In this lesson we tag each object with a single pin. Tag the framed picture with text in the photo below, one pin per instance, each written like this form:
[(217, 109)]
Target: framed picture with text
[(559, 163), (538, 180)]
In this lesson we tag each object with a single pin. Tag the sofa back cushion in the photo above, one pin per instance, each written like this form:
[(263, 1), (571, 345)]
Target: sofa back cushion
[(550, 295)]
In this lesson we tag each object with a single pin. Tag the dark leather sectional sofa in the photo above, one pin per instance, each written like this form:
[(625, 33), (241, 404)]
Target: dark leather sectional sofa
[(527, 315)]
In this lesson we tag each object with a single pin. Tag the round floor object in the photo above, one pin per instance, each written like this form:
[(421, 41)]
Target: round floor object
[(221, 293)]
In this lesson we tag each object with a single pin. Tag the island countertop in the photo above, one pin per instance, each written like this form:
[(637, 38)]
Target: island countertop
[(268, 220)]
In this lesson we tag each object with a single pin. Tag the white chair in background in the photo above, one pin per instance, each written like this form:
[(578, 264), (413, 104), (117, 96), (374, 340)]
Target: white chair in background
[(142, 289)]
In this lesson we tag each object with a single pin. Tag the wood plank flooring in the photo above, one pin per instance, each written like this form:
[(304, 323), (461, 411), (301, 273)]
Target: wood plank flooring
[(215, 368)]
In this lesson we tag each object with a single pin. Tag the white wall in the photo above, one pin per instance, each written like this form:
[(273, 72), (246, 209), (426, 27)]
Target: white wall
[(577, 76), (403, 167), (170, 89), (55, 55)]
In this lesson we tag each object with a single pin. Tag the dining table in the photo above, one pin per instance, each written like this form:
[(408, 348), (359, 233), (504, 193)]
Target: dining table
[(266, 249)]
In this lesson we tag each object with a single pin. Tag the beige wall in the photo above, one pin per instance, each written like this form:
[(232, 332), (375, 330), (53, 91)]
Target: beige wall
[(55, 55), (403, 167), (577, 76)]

Problem statement »
Extract all of the data shown above and repeat it verbatim.

Exercise result »
In this lesson we tag each object with a single pin. Tag the framed picture with text in the photo below, one pin per instance, each written like this form:
[(217, 109)]
Target: framed picture with text
[(559, 163), (538, 180)]
In this lesson we tag each object with a single pin. Tag the sofa back cushion in the photo above, one pin per instance, each written like this form:
[(263, 1), (571, 345)]
Target: sofa back cushion
[(550, 295)]
In this lesson we tag each object with a single pin. Tag the dark leather sectional sofa in the photo above, one pin per instance, each written like this form:
[(625, 33), (241, 404)]
Target: dark leather sectional sofa
[(527, 315)]
In this lesson we tag each object with a single pin. Tag the round floor object in the photo above, one pin per instance, each written like this form:
[(421, 41)]
Target: round floor object
[(221, 293)]
In this lesson we tag each object with a single pin. Tag the island countertop in the photo above, one pin per instance, each written like this form:
[(637, 38)]
Target: island countertop
[(268, 220)]
In this lesson we tag each object with a single pin. Tag the white chair in background in the photo above, one pin per instance, each written like this form:
[(578, 264), (413, 104), (117, 96), (374, 340)]
Target: white chair in background
[(142, 289)]
In this lesson we tag each object with a single pin. Tag the wood plank flooring in the photo above, one pin per instance, each written like this form:
[(304, 323), (461, 411), (301, 273)]
Target: wood plank flooring
[(215, 368)]
In this lesson we tag each object with a single pin. Tag the white wall in the photo above, one pin per instance, each written like this form:
[(273, 72), (246, 209), (426, 27)]
Target: white wall
[(577, 76), (403, 167), (170, 89), (55, 55)]
In this lesson we tag each object with a single pin. Tag the dining table in the photo above, one pin per instance, each written like this form:
[(408, 348), (359, 233), (504, 193)]
Target: dining table
[(266, 249)]
In this lesson we tag each object with a single pin. Tag the beige wall in the photo above, one pin per instance, each written like this form:
[(232, 332), (375, 330), (53, 91)]
Target: beige wall
[(55, 55), (403, 167), (577, 76)]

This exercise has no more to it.